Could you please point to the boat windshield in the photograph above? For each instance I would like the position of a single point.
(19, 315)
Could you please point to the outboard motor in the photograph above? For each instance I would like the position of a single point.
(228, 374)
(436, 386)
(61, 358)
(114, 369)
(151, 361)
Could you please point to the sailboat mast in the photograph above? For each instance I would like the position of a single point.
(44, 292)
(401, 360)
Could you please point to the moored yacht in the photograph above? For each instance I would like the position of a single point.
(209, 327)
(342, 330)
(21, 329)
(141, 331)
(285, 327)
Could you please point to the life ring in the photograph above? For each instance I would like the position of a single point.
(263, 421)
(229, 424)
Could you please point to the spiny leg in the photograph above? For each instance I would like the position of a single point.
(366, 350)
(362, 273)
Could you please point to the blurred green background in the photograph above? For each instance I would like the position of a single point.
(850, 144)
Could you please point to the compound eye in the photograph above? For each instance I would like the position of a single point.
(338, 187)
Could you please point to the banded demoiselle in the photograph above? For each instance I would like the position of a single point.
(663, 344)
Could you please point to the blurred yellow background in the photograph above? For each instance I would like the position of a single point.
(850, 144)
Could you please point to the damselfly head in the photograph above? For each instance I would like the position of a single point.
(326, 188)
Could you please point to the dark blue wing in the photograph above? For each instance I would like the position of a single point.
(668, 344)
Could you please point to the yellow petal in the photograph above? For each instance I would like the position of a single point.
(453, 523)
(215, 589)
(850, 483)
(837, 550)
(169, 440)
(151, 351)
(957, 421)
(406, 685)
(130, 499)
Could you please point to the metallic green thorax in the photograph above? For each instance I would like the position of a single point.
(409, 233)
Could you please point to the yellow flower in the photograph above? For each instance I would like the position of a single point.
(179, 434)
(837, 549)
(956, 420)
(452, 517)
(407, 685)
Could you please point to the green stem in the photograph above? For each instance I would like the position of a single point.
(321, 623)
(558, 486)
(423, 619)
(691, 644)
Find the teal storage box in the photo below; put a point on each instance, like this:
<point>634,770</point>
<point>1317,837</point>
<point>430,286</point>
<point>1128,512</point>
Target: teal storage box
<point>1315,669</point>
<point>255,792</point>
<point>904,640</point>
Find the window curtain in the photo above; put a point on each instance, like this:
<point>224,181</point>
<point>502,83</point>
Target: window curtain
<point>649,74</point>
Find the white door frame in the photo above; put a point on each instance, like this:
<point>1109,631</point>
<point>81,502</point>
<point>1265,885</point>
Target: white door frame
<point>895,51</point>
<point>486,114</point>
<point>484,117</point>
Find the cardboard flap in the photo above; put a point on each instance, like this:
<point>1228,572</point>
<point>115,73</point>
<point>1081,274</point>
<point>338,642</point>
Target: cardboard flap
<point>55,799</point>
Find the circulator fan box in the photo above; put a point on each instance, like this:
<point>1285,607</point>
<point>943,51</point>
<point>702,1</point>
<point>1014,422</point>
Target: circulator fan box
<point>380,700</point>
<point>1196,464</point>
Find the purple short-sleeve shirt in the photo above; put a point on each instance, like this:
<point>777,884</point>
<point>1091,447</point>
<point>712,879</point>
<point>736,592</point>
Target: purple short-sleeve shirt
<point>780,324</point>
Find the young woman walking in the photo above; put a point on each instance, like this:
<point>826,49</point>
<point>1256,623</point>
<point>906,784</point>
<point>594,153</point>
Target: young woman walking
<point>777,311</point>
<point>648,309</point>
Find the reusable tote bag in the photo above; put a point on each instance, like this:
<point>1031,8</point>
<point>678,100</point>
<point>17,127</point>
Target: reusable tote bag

How to complete this task – Everything from the line with "<point>1256,623</point>" through the last line of the data above, please return word for word, and no other line.

Task output –
<point>1256,623</point>
<point>906,784</point>
<point>594,153</point>
Target: young woman walking
<point>777,311</point>
<point>648,309</point>
Find the reusable tote bag in the photo above; put a point on each instance, like this:
<point>1031,8</point>
<point>678,100</point>
<point>17,127</point>
Target: reusable tote bag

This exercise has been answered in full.